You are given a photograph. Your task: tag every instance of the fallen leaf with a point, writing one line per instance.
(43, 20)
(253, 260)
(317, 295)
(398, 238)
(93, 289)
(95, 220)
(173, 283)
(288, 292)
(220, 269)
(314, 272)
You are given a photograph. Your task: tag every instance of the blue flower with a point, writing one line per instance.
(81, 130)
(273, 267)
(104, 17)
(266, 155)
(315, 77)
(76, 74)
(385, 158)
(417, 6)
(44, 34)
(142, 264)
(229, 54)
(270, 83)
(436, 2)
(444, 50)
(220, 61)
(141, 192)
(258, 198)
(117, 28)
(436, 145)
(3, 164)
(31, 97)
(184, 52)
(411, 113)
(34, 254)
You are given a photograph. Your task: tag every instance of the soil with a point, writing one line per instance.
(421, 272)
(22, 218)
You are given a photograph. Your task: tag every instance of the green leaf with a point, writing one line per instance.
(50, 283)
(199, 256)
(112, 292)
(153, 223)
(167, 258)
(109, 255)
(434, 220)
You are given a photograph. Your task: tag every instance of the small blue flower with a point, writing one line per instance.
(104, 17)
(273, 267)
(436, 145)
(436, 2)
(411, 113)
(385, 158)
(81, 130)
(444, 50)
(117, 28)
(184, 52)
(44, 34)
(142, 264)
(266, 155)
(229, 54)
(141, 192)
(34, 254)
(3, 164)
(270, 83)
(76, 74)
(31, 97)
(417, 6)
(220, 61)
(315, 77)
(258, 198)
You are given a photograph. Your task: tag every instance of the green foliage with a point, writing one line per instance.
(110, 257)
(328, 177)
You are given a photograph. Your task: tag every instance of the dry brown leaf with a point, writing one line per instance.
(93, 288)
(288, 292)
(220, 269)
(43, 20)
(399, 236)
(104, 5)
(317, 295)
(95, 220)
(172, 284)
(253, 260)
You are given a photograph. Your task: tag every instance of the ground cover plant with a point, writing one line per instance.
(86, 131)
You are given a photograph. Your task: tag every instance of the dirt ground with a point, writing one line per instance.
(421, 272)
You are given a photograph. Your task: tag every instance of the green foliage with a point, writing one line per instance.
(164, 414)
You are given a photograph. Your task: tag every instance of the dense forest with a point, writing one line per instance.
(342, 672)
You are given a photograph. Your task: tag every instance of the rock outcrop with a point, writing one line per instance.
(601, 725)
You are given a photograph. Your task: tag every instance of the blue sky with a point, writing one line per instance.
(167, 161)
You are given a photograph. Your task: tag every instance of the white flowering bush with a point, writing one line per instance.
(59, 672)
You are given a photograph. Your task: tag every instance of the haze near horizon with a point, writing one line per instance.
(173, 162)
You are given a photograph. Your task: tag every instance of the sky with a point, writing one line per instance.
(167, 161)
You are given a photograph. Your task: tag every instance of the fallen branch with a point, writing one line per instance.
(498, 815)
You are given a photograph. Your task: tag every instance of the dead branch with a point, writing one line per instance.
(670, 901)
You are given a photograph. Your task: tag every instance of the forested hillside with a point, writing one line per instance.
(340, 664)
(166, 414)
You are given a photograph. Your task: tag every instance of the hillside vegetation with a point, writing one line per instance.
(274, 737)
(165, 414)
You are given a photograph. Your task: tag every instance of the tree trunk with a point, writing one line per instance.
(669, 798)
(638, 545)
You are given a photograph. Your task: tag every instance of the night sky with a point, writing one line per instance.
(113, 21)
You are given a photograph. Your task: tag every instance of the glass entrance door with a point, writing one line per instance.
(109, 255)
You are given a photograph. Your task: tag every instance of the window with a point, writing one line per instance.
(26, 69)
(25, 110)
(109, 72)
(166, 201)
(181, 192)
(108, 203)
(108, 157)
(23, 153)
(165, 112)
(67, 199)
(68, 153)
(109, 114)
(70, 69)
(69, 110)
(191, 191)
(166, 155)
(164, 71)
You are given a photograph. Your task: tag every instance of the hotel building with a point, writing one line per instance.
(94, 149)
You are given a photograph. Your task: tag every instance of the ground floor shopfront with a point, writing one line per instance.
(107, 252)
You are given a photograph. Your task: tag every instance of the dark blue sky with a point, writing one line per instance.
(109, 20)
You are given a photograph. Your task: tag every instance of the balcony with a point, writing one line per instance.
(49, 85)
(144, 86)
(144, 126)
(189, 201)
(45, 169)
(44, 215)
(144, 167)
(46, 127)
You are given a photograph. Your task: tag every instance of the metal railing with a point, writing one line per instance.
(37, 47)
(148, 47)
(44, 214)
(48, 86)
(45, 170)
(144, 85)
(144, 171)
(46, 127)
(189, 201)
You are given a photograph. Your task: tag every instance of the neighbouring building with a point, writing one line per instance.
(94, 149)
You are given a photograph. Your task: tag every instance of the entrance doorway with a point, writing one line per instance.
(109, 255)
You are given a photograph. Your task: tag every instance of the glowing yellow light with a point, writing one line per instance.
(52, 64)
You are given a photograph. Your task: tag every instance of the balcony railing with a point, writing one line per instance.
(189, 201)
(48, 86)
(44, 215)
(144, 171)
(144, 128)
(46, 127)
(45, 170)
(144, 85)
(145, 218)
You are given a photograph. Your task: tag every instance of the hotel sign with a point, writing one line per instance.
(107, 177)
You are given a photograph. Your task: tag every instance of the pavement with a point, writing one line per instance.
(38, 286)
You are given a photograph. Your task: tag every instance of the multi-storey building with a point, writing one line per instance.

○ ○ ○ ○ ○

- _What is expected_: Rewrite all of the items above, swapping each "tag every instance" for "mark each instance" and leaving every other word unchanged.

- _Output for this exercise_:
You are given a photograph. Your task: mark each instance of the fallen leaf with a point, writing one line per instance.
(43, 20)
(253, 260)
(317, 295)
(398, 238)
(93, 289)
(95, 220)
(173, 283)
(288, 292)
(220, 269)
(314, 272)
You are given a photograph. Your task: mark each instance of the blue flower with a point, writing one line per instance.
(81, 130)
(273, 267)
(104, 17)
(266, 155)
(315, 77)
(76, 74)
(385, 158)
(417, 6)
(44, 34)
(142, 264)
(229, 54)
(270, 83)
(436, 2)
(444, 50)
(220, 61)
(141, 192)
(258, 198)
(117, 28)
(436, 145)
(3, 164)
(31, 97)
(184, 52)
(411, 113)
(34, 254)
You are given a photograph. Your task: mark each instance of the soil with a point, writing one line per instance.
(421, 272)
(22, 218)
You are given a photograph. Your task: mark each instance of the green leaf with a point, writing one line per instance.
(50, 283)
(199, 256)
(112, 292)
(153, 223)
(167, 258)
(109, 255)
(434, 220)
You are given a photograph. Your task: mark each instance of the small blue flower with a point, writing one line per instance.
(104, 17)
(273, 267)
(436, 145)
(436, 2)
(411, 113)
(385, 158)
(81, 130)
(444, 50)
(117, 28)
(184, 52)
(44, 34)
(142, 264)
(266, 155)
(229, 54)
(141, 192)
(34, 254)
(3, 164)
(270, 83)
(76, 74)
(31, 97)
(417, 6)
(220, 61)
(315, 77)
(258, 198)
You are given a photograph. Your task: mark each instance of the green foliage with a point, writing one line per instance.
(110, 257)
(328, 177)
You are given a photograph. Your task: mark each instance of the dry brown leaf with a point, writing one line per instance.
(93, 288)
(288, 292)
(220, 269)
(43, 20)
(399, 236)
(104, 5)
(317, 295)
(95, 220)
(172, 284)
(253, 260)
You are given a photograph. Your task: mark each instance of the ground cover plant with a point, writing one line per instance.
(86, 131)
You are given a photograph. Your task: mark each instance of the dirt ground with a point, writing one line per instance.
(421, 272)
You are given a photograph. Your task: mark each instance of the green foliage with a point, writing one line per instance.
(164, 414)
You are given a photograph. Your task: mark each instance of the dense forest with a point, writing one line per instance.
(342, 672)
You are given a photograph. Your task: mark each instance of the rock outcrop with a point, writing one line per instance.
(601, 725)
You are given a photograph. Your task: mark each instance of the blue sky with a point, writing one line per instance.
(167, 161)
You are given a photograph. Your task: mark each instance of the white flowering bush with a point, writing one line per instance.
(59, 672)
You are given a photograph. Your task: mark each instance of the haze near horizon with a point, writing one line per instance.
(173, 162)
You are given a photograph. Your task: mark each instance of the sky with a point, writing one line per instance.
(167, 161)
You are given a photograph. Your task: mark each instance of the fallen branch with a point, writing one line per instance.
(498, 815)
You are given a photograph. Your task: mark each instance of the dead branch with a point, writing one line per instance.
(670, 901)
You are given a photograph. Your task: mark each instance of the forested hillside with a point, writing one line per instance.
(340, 664)
(166, 414)
You are given a photograph. Your task: mark each instance of the hillside vegetation with a point, writing one line per instance.
(274, 737)
(165, 414)
You are given a photograph. Your task: mark each instance of the tree trunk with a point, writing one line per instance.
(669, 798)
(638, 545)
You are given a photograph. Your task: mark each instance of the night sky with a point, writing one line per instance.
(113, 21)
You are given a photograph. Your task: mark each instance of the glass entrance door with a point, writing one line per instance.
(109, 255)
You are given a photograph. Your task: mark each instance of the window with a point, writing one line per instance.
(26, 69)
(25, 110)
(109, 72)
(166, 201)
(181, 192)
(108, 203)
(108, 157)
(23, 153)
(165, 112)
(67, 199)
(68, 153)
(109, 114)
(70, 69)
(69, 110)
(191, 191)
(166, 155)
(164, 71)
You are given a photograph. Your task: mark each instance of the hotel building with a point, writing one line per instance.
(94, 149)
You are given a photograph. Your task: mark each instance of the ground floor shopfront with a point, writing one line per instance.
(107, 252)
You are given a photograph. Your task: mark each instance of the dark blue sky with a point, writing one line per instance.
(109, 20)
You are given a photograph. Your task: mark each instance of the balcony with a point, writing one line per instance.
(49, 85)
(144, 86)
(144, 126)
(189, 201)
(45, 169)
(44, 215)
(144, 167)
(46, 127)
You are given a photograph. Your task: mark each instance of the metal railing with a point, writing one line per instance.
(37, 47)
(148, 47)
(44, 214)
(48, 86)
(45, 170)
(144, 85)
(144, 171)
(46, 127)
(189, 201)
You are given a photograph. Your task: mark each instance of the neighbouring building with a point, writing one line per instance.
(94, 149)
You are given a photograph. Your task: mark each instance of the entrance doorway with a point, writing one line per instance.
(109, 255)
You are given a photograph. Your task: mark each instance of the glowing yellow light with a point, writing one line per instance.
(52, 64)
You are given a photograph. Your task: mark each instance of the balcony railing with a point, writing one line per instance.
(189, 201)
(48, 86)
(44, 215)
(144, 171)
(144, 128)
(46, 127)
(45, 170)
(144, 85)
(145, 218)
You are given a photograph. Your task: mark each instance of the hotel sign with a point, writing one line per instance.
(107, 177)
You are given a photograph. Your task: mark each instance of the pavement with a point, writing one line per instance.
(38, 286)
You are given a photograph. Your task: mark each instance of the multi-storey building with a point, writing one line per instance.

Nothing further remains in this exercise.